#### [What to work on]
Copy every line of the records below, requests included, and raise each point coordinate in the answers by 125. Leave the numbers in the requests and their format samples unchanged.

#### [Dataset records]
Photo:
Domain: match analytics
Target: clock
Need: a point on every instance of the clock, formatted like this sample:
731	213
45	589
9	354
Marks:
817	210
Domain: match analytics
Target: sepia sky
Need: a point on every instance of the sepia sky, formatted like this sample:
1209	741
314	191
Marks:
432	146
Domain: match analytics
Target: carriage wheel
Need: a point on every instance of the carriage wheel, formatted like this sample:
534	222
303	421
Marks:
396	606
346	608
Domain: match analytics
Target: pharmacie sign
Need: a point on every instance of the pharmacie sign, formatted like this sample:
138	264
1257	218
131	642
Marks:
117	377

#### [Solution]
Photo:
Domain: match analytics
Target: clock
Need: a point on every instance of the clock, formatted like this sample:
731	213
45	589
9	354
Marks:
942	335
Domain: match analytics
Target: sepia sky
Need: a point on every instance of the sepia sky, formatted like this sample:
1209	741
314	191
Marks:
557	271
Domain: match analytics
Target: carriage wheel
Need: a point on every instance of the carriage wheel, formatted like this sample:
534	222
303	421
Marks:
521	731
471	733
Domain: match analytics
Target: pharmacie sign
Need: a point on every instance of the pharmacie sign, formatted like this sample:
138	264
1257	218
131	642
Marks:
242	502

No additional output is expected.